>> START Entries supplied

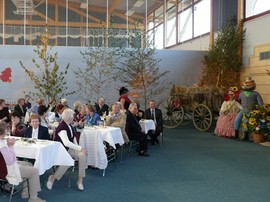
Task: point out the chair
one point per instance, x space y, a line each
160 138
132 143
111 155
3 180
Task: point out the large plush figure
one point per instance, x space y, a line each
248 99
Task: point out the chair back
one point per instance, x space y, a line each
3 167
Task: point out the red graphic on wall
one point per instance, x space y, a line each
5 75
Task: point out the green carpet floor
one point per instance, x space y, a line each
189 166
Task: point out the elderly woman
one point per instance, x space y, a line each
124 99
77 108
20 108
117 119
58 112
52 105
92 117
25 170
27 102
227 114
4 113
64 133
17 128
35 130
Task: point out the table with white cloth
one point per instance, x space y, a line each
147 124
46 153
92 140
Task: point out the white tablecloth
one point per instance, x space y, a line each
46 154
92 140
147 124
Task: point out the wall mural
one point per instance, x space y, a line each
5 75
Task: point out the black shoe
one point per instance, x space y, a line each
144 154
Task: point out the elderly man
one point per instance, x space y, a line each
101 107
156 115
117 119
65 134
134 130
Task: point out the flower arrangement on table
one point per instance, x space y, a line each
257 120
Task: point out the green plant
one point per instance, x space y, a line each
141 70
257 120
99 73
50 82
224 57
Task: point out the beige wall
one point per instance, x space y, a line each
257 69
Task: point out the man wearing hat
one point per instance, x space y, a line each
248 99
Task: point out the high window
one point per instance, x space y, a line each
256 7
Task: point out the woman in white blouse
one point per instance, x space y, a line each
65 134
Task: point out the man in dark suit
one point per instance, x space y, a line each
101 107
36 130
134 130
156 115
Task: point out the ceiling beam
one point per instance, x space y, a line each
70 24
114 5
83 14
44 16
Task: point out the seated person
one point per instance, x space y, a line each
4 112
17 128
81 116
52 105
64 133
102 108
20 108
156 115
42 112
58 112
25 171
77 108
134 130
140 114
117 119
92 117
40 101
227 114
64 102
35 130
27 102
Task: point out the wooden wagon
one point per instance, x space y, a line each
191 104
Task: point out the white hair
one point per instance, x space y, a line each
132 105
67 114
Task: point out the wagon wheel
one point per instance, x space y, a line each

>> END Entries supplied

Reproduce every line of the records above verbatim, leaving out the pictures.

Task: point out the chair
one point per instance, x space y, a line each
160 138
132 143
111 155
3 180
Task: point out the large plush figure
one point per instance, x space y, a line each
248 99
Task: point out the chair back
one point per instance, x space y, a line each
3 167
Task: point out the red graphic on wall
one point per instance, x space y, a line each
5 75
Task: point out the green carpet floor
one point per instance, x space y, a line each
189 166
Task: point out the elderly woman
one point per instance, x space y, a line each
124 99
77 108
20 108
117 119
58 112
52 105
92 117
25 170
27 102
227 114
4 113
64 133
17 128
35 130
Task: point out the table with white cloth
one point per instance, x space y, a line each
147 124
46 153
92 140
Task: point out the white tablecloth
one point per instance, x space y, a line each
46 154
92 140
147 124
Task: point out the wall mural
one point per instance, x space y, a line each
5 75
Task: point out the black shoe
one point per instance, x space y, a line each
144 154
Task: point out the elderly man
one point per instance, x space y, a line each
101 107
156 115
117 119
65 134
134 130
Task: point out the flower arrangement on table
one point per instance, x space y, a line each
257 120
Task: point out the green plant
one point per instance, x space y, a line each
141 70
257 120
99 73
50 82
224 57
Task: point out the beige wall
one point per instance, x space y, a line each
257 69
Task: point out the man wearing hat
one point per instance, x space y, a line each
248 99
Task: point out the high window
one point per instance, x space y, a line each
256 7
Task: point out the woman in white blouse
one point per instance, x space y, a line each
65 134
Task: point out the man in dark suit
one point per instance, x space y, a line each
101 107
36 130
134 130
156 115
Task: point out the ceiling beam
one point per instance, x space y, a line each
70 24
114 5
83 14
44 16
Task: point out the seated person
one point per instance, x space y, a line each
4 112
17 128
81 116
52 105
64 133
102 108
20 108
156 115
42 112
58 112
25 171
77 108
134 130
140 114
117 119
92 117
40 101
227 114
64 102
35 130
27 102
Task: point out the wooden wagon
one point per instance, x space y, a line each
191 104
Task: point out the white hair
one point per instance, x space y, a line each
132 105
67 114
Task: point out the wagon wheel
one point per instance, x space y, a line each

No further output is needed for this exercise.